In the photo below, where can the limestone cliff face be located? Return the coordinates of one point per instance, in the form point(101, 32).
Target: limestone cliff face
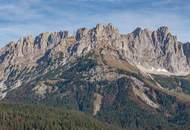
point(151, 49)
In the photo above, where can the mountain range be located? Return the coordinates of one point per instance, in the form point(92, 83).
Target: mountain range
point(139, 80)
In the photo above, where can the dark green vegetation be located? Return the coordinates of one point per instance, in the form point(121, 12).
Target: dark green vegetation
point(27, 117)
point(76, 83)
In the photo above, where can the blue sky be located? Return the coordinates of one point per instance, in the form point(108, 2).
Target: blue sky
point(24, 17)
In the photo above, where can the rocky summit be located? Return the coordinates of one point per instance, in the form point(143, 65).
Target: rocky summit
point(105, 73)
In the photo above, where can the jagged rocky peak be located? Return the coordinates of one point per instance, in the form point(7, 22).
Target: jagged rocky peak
point(157, 49)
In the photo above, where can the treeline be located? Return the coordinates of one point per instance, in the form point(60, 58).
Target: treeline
point(27, 117)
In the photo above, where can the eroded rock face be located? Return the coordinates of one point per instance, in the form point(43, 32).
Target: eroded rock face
point(156, 50)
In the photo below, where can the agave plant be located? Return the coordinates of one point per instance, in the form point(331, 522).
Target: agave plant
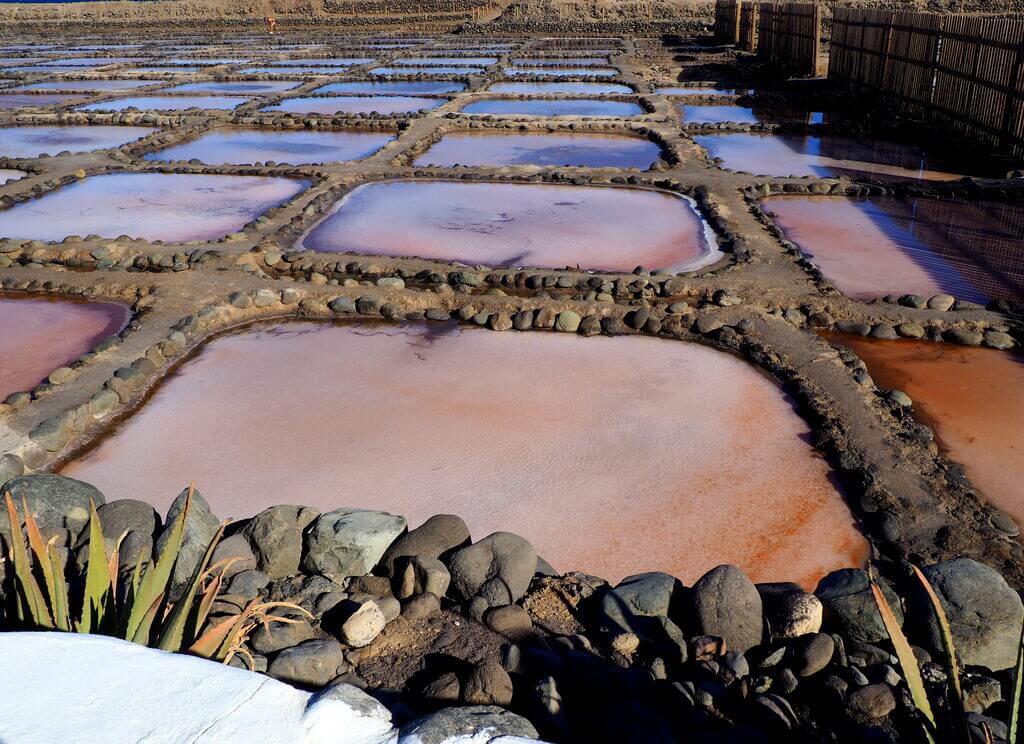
point(954, 729)
point(139, 609)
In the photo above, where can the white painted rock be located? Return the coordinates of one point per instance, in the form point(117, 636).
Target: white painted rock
point(71, 688)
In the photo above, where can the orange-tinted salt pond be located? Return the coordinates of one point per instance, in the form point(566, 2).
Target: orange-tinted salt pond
point(973, 398)
point(238, 145)
point(595, 150)
point(34, 141)
point(505, 224)
point(622, 455)
point(870, 247)
point(167, 207)
point(39, 335)
point(829, 157)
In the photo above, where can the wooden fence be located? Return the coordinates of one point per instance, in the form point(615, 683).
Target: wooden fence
point(790, 34)
point(961, 71)
point(727, 20)
point(749, 26)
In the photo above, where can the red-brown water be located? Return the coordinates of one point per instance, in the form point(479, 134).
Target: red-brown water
point(611, 455)
point(38, 335)
point(972, 397)
point(870, 247)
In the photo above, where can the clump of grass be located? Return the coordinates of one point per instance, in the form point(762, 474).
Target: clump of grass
point(138, 609)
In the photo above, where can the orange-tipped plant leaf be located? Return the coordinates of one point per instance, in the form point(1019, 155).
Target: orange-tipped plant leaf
point(907, 661)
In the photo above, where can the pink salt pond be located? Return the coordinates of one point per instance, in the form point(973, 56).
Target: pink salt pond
point(973, 399)
point(504, 224)
point(622, 455)
point(39, 335)
point(870, 247)
point(168, 207)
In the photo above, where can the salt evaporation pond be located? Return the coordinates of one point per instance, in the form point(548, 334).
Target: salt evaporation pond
point(88, 86)
point(420, 420)
point(872, 246)
point(552, 88)
point(428, 71)
point(251, 87)
point(593, 150)
point(38, 335)
point(241, 146)
point(356, 104)
point(506, 224)
point(973, 398)
point(398, 86)
point(34, 100)
point(827, 157)
point(562, 72)
point(34, 141)
point(170, 207)
point(552, 107)
point(165, 102)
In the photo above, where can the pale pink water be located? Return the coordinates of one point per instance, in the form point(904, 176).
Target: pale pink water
point(503, 224)
point(611, 455)
point(38, 335)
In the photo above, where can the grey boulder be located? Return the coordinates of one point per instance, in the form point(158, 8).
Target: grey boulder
point(349, 541)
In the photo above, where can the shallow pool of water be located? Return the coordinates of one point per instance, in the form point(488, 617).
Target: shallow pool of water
point(593, 150)
point(88, 86)
point(168, 207)
point(550, 107)
point(241, 146)
point(428, 71)
point(446, 61)
point(38, 335)
point(442, 420)
point(562, 72)
point(828, 157)
point(973, 399)
point(551, 88)
point(166, 102)
point(504, 224)
point(395, 86)
point(356, 104)
point(34, 141)
point(870, 247)
point(34, 100)
point(251, 87)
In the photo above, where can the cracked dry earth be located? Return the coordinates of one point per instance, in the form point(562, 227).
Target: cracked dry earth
point(738, 287)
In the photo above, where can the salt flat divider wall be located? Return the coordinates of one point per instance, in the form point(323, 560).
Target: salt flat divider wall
point(749, 26)
point(727, 20)
point(790, 34)
point(961, 71)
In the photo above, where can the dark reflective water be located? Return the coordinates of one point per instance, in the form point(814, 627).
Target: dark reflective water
point(241, 146)
point(830, 157)
point(593, 150)
point(870, 247)
point(392, 86)
point(503, 224)
point(34, 141)
point(169, 207)
point(551, 88)
point(356, 104)
point(563, 107)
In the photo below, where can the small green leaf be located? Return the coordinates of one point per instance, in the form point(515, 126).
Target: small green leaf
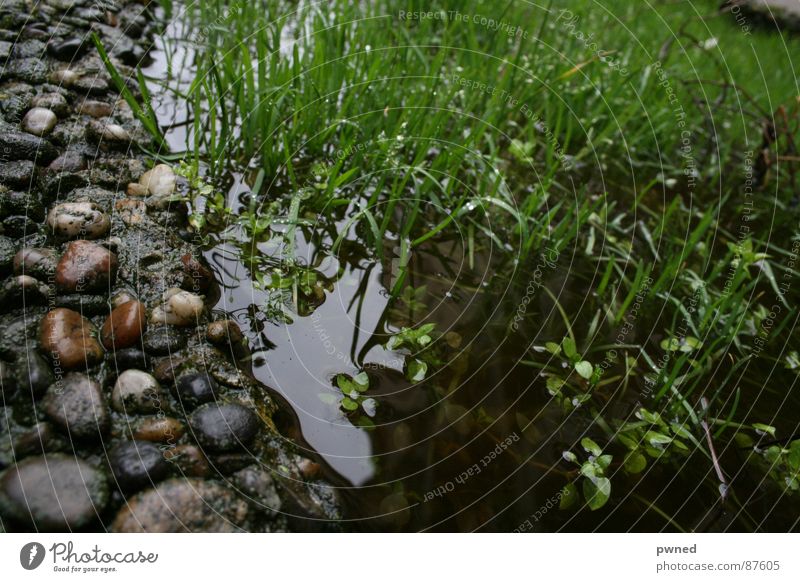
point(569, 348)
point(416, 370)
point(764, 428)
point(584, 369)
point(591, 447)
point(635, 462)
point(657, 439)
point(362, 381)
point(569, 496)
point(370, 406)
point(328, 398)
point(553, 348)
point(603, 461)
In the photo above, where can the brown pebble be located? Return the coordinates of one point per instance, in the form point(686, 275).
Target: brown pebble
point(68, 339)
point(95, 109)
point(131, 211)
point(124, 326)
point(160, 429)
point(86, 266)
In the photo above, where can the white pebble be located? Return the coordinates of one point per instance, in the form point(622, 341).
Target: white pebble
point(160, 181)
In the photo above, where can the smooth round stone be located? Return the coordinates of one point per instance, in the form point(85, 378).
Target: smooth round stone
point(95, 109)
point(124, 326)
point(68, 339)
point(136, 465)
point(225, 332)
point(225, 427)
point(160, 181)
point(137, 190)
point(180, 505)
point(77, 406)
point(55, 102)
point(188, 460)
point(53, 493)
point(34, 441)
point(136, 392)
point(160, 429)
point(73, 219)
point(196, 388)
point(36, 262)
point(179, 308)
point(86, 266)
point(39, 121)
point(65, 77)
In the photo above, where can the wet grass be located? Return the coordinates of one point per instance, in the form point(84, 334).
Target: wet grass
point(629, 195)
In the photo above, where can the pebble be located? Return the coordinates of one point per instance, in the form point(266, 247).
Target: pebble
point(225, 427)
point(196, 388)
point(95, 109)
point(65, 77)
point(77, 406)
point(36, 262)
point(223, 333)
point(68, 339)
point(180, 505)
point(72, 219)
point(34, 441)
point(136, 392)
point(124, 326)
point(160, 181)
point(39, 121)
point(55, 102)
point(53, 493)
point(160, 429)
point(180, 308)
point(137, 190)
point(136, 465)
point(86, 266)
point(189, 460)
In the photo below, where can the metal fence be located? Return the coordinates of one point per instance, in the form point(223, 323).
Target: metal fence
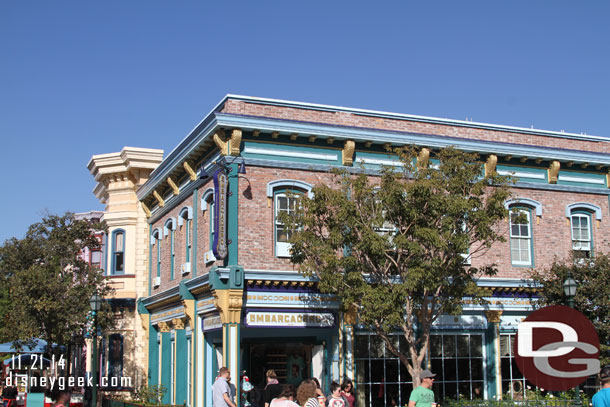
point(514, 403)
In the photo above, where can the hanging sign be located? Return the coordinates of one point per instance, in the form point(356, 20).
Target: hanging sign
point(219, 246)
point(290, 319)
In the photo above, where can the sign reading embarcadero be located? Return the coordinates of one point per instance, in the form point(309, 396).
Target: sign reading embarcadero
point(291, 319)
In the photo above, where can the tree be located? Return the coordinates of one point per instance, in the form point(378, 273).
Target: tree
point(49, 284)
point(395, 247)
point(592, 296)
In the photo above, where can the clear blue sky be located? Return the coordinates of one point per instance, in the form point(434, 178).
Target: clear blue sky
point(79, 78)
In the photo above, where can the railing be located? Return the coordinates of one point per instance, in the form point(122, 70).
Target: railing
point(513, 403)
point(108, 402)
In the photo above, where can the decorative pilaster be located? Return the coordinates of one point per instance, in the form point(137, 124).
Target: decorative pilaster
point(493, 345)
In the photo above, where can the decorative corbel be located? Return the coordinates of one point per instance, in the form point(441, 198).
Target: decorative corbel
point(164, 327)
point(490, 165)
point(159, 199)
point(229, 304)
point(422, 158)
point(173, 186)
point(189, 170)
point(554, 171)
point(145, 209)
point(221, 142)
point(235, 141)
point(348, 152)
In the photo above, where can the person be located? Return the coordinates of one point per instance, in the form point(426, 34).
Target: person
point(273, 388)
point(286, 397)
point(422, 396)
point(347, 391)
point(336, 399)
point(307, 395)
point(59, 395)
point(221, 392)
point(602, 397)
point(319, 392)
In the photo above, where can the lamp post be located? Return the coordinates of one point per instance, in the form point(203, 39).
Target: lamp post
point(569, 289)
point(96, 303)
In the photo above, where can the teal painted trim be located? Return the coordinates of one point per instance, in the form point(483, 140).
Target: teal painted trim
point(113, 252)
point(150, 259)
point(431, 140)
point(172, 256)
point(185, 293)
point(166, 371)
point(292, 152)
point(232, 216)
point(490, 362)
point(153, 356)
point(522, 173)
point(181, 367)
point(194, 242)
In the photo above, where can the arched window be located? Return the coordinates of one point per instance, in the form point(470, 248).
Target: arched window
point(185, 222)
point(118, 252)
point(170, 229)
point(581, 219)
point(285, 194)
point(155, 243)
point(207, 204)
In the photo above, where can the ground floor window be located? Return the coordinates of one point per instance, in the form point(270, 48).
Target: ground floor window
point(457, 359)
point(513, 383)
point(381, 379)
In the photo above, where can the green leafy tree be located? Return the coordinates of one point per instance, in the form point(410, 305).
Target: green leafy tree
point(592, 296)
point(395, 247)
point(49, 284)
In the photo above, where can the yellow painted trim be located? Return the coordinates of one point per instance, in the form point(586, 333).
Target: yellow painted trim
point(173, 186)
point(187, 167)
point(159, 199)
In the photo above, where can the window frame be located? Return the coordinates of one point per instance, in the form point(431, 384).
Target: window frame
point(113, 269)
point(529, 239)
point(582, 214)
point(282, 249)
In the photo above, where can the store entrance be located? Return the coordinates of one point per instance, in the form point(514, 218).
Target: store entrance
point(291, 361)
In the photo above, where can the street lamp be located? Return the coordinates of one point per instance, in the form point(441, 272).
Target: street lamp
point(569, 289)
point(95, 302)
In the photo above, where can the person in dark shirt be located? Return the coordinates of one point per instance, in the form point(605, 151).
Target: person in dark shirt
point(273, 388)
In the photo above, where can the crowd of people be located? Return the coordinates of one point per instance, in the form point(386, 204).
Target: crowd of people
point(307, 394)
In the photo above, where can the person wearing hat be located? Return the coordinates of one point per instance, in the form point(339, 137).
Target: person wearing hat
point(602, 397)
point(422, 396)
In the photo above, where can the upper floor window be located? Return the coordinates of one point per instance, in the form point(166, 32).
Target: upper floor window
point(285, 194)
point(520, 237)
point(156, 248)
point(581, 219)
point(170, 229)
point(185, 221)
point(118, 252)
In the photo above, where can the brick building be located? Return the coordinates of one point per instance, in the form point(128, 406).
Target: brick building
point(252, 310)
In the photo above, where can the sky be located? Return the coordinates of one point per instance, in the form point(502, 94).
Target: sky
point(79, 78)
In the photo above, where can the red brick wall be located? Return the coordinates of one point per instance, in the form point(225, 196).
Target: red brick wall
point(551, 236)
point(348, 119)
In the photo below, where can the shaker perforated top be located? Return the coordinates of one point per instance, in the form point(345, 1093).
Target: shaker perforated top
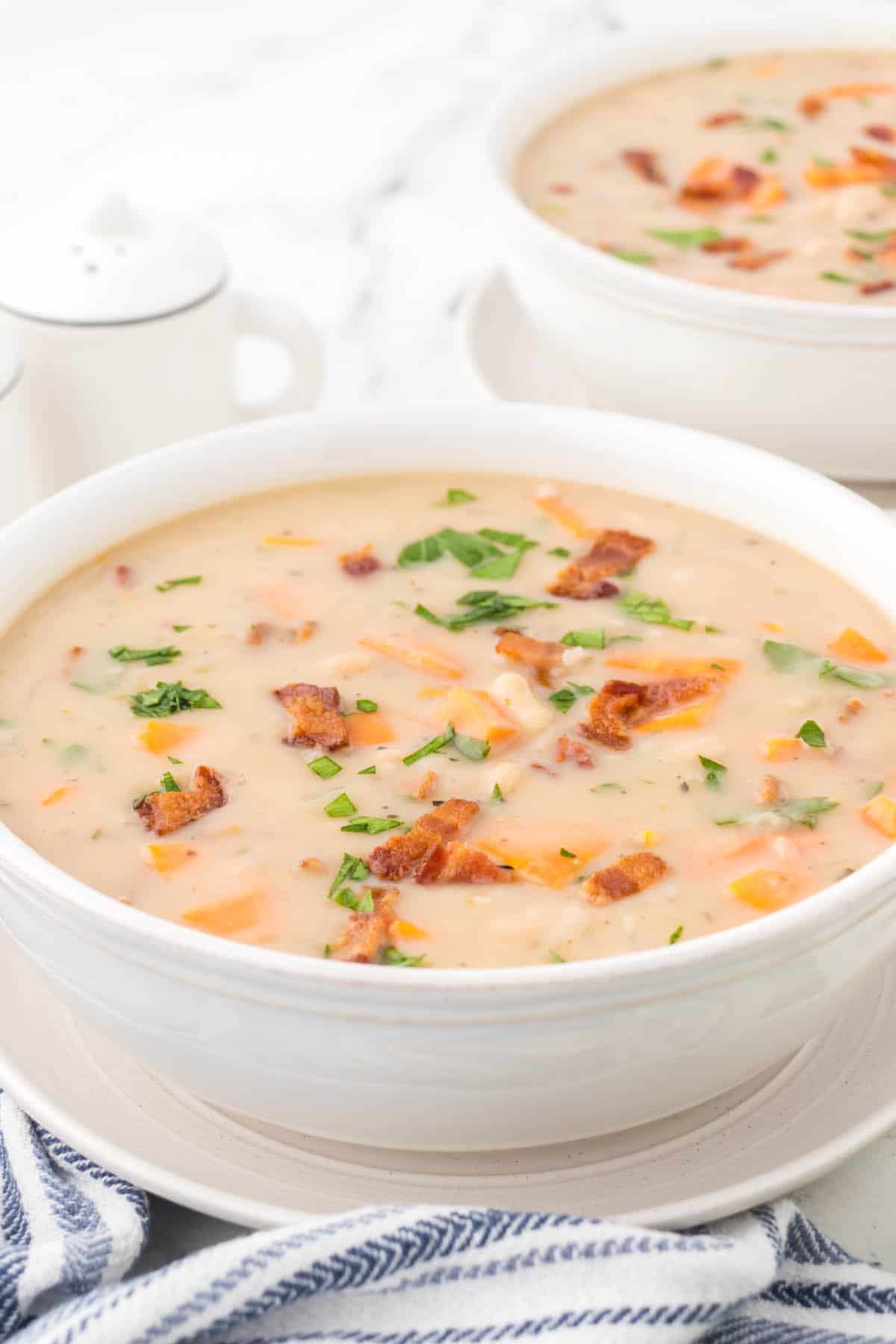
point(119, 265)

- - - - -

Aim of the exercise: Copy each line of the records that contains the word "below".

Result of the task:
In the photo below, where can the limestone cliff face be located? Return the coordinates of one point per instance, in the form point(101, 32).
In the photo below, where can the agave plant be located? Return the coordinates of one point per instance, in the form point(331, 522).
In the photo below, where can the small green leaf be located? Return the coordinates of one point per instance, in the form point(515, 126).
In the photo below, where can the metal fence be located? Return the coordinates of one point per instance, in the form point(223, 323).
In the photo below, where can the shaker perforated top be located? Return the coordinates of one point per instance, in the form point(345, 1093).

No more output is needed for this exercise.